Segmentation data:
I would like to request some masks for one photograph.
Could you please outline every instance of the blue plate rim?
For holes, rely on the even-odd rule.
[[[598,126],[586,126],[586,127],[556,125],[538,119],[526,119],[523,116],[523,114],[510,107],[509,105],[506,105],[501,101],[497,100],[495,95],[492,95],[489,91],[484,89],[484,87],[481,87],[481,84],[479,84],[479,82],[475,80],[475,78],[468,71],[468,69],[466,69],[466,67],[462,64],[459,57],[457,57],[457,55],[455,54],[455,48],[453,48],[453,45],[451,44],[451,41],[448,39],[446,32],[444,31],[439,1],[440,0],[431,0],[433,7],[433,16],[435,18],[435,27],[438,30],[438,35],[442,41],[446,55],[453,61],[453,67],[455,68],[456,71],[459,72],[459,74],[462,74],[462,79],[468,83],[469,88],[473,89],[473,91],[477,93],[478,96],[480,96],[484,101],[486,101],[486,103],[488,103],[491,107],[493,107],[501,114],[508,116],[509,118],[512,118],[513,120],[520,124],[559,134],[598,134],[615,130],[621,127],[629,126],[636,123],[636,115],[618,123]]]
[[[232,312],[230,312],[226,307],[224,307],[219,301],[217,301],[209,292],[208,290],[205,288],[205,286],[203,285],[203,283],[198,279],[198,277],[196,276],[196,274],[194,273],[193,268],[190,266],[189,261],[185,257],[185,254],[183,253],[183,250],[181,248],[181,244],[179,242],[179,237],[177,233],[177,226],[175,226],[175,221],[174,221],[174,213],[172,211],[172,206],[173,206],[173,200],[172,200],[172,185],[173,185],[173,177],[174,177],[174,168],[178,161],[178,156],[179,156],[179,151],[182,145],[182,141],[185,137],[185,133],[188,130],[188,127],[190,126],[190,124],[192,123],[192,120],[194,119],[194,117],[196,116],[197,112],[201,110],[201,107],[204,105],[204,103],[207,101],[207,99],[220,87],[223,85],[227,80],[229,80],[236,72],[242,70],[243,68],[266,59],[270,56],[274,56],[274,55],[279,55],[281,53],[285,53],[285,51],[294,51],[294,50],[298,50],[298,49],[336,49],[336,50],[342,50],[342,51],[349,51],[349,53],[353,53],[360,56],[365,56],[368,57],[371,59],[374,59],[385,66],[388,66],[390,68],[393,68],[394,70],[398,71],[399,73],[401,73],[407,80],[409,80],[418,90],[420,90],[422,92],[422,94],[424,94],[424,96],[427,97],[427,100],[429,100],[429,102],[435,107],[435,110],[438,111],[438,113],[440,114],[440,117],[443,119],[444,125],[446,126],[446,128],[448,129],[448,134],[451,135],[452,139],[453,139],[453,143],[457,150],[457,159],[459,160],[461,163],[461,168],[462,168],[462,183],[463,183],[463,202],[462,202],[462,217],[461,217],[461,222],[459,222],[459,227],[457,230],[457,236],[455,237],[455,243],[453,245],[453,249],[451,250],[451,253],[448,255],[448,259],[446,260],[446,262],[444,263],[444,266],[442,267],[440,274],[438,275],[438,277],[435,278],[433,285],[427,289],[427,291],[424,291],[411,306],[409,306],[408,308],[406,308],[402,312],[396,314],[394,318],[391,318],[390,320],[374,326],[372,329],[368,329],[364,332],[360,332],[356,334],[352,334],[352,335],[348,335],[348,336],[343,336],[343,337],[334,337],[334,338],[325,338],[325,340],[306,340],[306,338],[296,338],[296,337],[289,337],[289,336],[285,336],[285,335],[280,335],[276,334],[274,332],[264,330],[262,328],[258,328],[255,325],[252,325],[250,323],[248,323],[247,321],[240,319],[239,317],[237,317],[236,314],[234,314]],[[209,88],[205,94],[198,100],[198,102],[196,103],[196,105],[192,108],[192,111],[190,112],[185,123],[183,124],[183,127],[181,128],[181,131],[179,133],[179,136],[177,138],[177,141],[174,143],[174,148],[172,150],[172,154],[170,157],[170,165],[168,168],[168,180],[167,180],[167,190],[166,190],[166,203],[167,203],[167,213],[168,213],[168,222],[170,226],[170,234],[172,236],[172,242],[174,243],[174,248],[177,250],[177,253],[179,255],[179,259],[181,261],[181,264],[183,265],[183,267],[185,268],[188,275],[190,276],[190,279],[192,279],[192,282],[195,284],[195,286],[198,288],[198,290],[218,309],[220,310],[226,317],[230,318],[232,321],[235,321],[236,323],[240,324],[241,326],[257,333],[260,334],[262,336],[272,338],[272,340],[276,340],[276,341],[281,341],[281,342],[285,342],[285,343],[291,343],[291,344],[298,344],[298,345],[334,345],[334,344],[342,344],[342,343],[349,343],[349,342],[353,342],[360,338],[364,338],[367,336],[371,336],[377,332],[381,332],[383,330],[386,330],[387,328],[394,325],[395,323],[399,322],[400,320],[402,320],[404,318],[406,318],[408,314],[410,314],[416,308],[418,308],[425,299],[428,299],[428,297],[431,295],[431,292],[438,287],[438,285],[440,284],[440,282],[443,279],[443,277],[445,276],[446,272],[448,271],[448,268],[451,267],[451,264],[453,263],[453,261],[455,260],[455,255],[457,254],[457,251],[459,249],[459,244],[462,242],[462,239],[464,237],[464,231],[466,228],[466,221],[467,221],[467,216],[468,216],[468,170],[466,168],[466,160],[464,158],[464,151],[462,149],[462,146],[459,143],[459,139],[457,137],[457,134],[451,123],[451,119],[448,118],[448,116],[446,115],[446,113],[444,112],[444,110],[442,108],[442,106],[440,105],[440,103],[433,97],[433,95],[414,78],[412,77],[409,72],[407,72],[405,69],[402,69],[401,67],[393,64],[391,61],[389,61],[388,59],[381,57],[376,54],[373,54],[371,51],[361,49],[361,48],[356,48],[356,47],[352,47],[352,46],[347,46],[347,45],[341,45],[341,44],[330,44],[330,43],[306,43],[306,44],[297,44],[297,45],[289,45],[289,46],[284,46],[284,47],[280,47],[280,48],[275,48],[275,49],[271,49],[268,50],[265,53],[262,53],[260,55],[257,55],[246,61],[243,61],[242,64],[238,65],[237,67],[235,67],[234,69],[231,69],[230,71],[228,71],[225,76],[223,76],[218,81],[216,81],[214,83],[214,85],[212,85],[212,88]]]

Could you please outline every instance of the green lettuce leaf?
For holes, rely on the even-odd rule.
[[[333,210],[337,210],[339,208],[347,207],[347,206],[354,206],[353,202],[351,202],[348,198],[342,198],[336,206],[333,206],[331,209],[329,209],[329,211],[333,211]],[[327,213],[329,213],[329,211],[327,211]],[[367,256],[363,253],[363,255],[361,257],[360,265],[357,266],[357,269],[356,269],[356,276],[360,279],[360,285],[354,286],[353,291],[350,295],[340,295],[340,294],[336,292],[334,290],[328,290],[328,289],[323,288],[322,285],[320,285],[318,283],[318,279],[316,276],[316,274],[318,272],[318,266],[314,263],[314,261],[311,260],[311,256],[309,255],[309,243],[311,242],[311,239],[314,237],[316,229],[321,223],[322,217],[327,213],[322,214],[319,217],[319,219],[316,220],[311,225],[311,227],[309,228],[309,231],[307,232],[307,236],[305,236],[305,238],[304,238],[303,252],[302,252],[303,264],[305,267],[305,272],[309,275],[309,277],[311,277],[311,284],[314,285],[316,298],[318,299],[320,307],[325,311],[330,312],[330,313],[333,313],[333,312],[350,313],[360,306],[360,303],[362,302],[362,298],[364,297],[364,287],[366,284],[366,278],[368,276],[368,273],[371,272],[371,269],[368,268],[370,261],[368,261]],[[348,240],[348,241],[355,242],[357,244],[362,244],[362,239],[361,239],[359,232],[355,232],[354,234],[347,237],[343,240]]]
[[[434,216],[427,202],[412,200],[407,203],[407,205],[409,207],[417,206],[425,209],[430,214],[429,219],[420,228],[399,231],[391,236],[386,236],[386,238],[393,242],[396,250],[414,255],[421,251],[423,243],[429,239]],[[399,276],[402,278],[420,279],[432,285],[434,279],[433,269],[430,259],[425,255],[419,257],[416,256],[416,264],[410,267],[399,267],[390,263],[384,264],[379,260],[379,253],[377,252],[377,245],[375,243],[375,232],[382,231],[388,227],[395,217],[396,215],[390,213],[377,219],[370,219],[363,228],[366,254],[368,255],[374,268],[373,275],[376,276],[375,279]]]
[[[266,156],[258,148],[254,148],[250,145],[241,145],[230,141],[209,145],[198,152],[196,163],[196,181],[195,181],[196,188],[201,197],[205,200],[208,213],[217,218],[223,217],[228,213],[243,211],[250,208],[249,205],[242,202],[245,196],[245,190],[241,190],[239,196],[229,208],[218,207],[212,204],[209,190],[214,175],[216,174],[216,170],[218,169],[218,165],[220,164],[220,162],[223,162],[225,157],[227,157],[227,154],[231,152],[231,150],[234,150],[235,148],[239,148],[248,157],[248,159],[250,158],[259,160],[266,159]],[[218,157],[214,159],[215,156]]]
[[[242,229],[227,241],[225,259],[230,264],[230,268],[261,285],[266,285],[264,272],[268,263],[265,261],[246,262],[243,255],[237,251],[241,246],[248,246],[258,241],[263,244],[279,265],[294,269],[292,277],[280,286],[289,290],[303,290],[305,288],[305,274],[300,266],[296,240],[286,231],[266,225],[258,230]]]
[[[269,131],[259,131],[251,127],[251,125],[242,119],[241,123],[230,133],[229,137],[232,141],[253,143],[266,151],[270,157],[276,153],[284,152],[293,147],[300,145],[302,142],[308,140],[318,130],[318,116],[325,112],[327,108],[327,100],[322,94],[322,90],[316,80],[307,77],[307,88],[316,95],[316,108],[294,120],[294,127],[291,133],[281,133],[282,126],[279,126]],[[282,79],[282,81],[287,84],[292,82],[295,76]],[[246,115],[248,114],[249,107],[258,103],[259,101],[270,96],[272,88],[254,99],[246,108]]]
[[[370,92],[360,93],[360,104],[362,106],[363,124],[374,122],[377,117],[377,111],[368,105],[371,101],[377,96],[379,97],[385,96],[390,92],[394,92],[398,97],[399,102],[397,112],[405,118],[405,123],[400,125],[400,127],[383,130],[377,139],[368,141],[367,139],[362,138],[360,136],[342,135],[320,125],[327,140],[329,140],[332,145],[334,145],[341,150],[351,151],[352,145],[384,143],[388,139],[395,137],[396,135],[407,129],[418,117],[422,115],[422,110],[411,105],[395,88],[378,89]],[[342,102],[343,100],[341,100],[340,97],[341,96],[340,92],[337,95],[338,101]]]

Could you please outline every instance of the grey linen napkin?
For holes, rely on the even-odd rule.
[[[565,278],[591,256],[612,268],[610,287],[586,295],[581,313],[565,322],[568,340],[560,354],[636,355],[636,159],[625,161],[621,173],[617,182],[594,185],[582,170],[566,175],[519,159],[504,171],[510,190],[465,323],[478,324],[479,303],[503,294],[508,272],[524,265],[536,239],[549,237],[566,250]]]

What is required: Output the line that contains "Could you please outline every instance of the grey", followed by every later line in the listing, with no line omitted and none added.

Reply:
Could you please outline every instance of the grey linen napkin?
For holes, rely on the even-odd rule.
[[[565,278],[591,256],[612,268],[610,287],[586,295],[581,313],[565,322],[568,340],[560,354],[636,355],[636,159],[625,161],[621,173],[617,182],[594,185],[582,170],[566,175],[519,159],[504,171],[510,190],[465,323],[478,324],[479,303],[503,294],[508,272],[524,265],[536,239],[549,237],[566,250]]]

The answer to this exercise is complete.